**Text to read**
Indexing Attachments
-
Indexing attachments allows you to query for documents based on their attachments' details and content.
-
Static indexes:
- Local attachments - Both attachment details and content can be indexed.
- Remote attachments - Only attachment details can be indexed.
Remote attachment content is not indexed by design, to avoid downloading files from cloud storage during indexing, for performance reasons.
-
Auto-indexes:
Auto-indexing attachments via dynamic queries is not available at this time. -
In this page:
Index attachments details
The index:
-
To index attachment details, call
AttachmentsFor()within the index definition. -
AttachmentsFor()provides access to the name, size, hash, and content-type of each attachment the document has. These details can be used to define the index-fields. Once the index is deployed, you can query the index to find Employee documents based on these attachment properties. -
Indexing attachment details is supported for both local and remote attachments.
To index attachment content, see the examples below.
- LINQ_index
- JS_index
public class Employees_ByAttachmentDetails :
AbstractIndexCreationTask<Employee, Employees_ByAttachmentDetails.IndexEntry>
{
public class IndexEntry
{
// The index fields:
public string EmployeeName { get; set; }
public string[] AttachmentNames { get; set; }
public string[] AttachmentContentTypes { get; set; }
public long[] AttachmentSizes { get; set; }
}
public Employees_ByAttachmentDetails()
{
Map = employees => from employee in employees
// Call 'AttachmentsFor' to get attachments details
let attachments = AttachmentsFor(employee)
select new IndexEntry()
{
// Can index info from document properties:
EmployeeName = employee.FirstName + " " + employee.LastName,
// Index DETAILS of attachments:
AttachmentNames = attachments.Select(x => x.Name).ToArray(),
AttachmentContentTypes = attachments.Select(x => x.ContentType).ToArray(),
AttachmentSizes = attachments.Select(x => x.Size).ToArray()
};
}
}
public class Employees_ByAttachmentDetails_JS : AbstractJavaScriptIndexCreationTask
{
public Employees_ByAttachmentDetails_JS()
{
Maps = new HashSet<string>
{
@"map('Employees', function (employee) {
var attachments = attachmentsFor(employee);
return {
EmployeeName: employee.FirstName + ' ' + employee.LastName,
AttachmentNames: attachments.map(function(attachment) {
return attachment.Name;
}),
AttachmentContentTypes: attachments.map(function(attachment) {
return attachment.ContentType;
}),
AttachmentSizes: attachments.map(function(attachment) {
return attachment.Size;
})
};
})"
};
}
}
Query the Index:
You can now query for Employee documents based on their attachments details.
- Query
- Query_async
- DocumentQuery
- RQL
List<Employee> employees = session
// Query the index for matching employees
.Query<Employees_ByAttachmentDetails.IndexEntry, Employees_ByAttachmentDetails>()
// Filter employee results by their attachments details
.Where(x => x.AttachmentNames.Contains("photo.jpg"))
.Where(x => x.AttachmentSizes.Any(size => size > 20_000))
// Return matching Employee docs
.OfType<Employee>()
.ToList();
// Results:
// ========
// Running this query on the Northwind sample data,
// results will include 'employees/4-A' and 'employees/5-A'.

**Supplied entries**

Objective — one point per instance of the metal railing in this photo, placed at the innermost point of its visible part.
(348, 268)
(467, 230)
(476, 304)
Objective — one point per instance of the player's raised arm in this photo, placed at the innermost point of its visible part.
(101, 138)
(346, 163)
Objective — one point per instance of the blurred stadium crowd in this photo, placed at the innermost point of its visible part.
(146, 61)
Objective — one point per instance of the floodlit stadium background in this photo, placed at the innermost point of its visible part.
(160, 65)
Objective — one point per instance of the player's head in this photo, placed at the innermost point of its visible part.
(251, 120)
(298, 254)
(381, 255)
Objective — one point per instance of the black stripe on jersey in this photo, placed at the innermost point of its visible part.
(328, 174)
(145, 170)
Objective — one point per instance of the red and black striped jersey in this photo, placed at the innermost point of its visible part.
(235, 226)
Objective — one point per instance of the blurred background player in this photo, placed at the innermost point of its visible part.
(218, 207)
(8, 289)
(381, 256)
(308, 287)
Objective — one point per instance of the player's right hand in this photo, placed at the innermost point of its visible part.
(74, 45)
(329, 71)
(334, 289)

--

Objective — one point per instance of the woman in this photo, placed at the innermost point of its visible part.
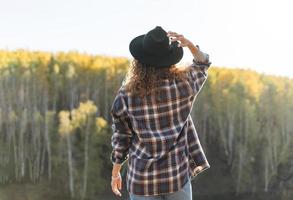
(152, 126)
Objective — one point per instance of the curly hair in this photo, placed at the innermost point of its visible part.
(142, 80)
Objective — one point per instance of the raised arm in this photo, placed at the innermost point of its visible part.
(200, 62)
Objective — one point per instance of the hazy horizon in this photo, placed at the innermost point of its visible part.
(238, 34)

**Your goal**
From the attachment-indexing page above, return the stretch that starts at the words "select new IndexEntry()" and stops after "public Employees_ByAttachmentDetails_JS()", copied unchanged.

**Exercise output**
select new IndexEntry()
{
// Can index info from document properties:
EmployeeName = employee.FirstName + " " + employee.LastName,
// Index DETAILS of attachments:
AttachmentNames = attachments.Select(x => x.Name).ToArray(),
AttachmentContentTypes = attachments.Select(x => x.ContentType).ToArray(),
AttachmentSizes = attachments.Select(x => x.Size).ToArray()
};
}
}
public class Employees_ByAttachmentDetails_JS : AbstractJavaScriptIndexCreationTask
{
public Employees_ByAttachmentDetails_JS()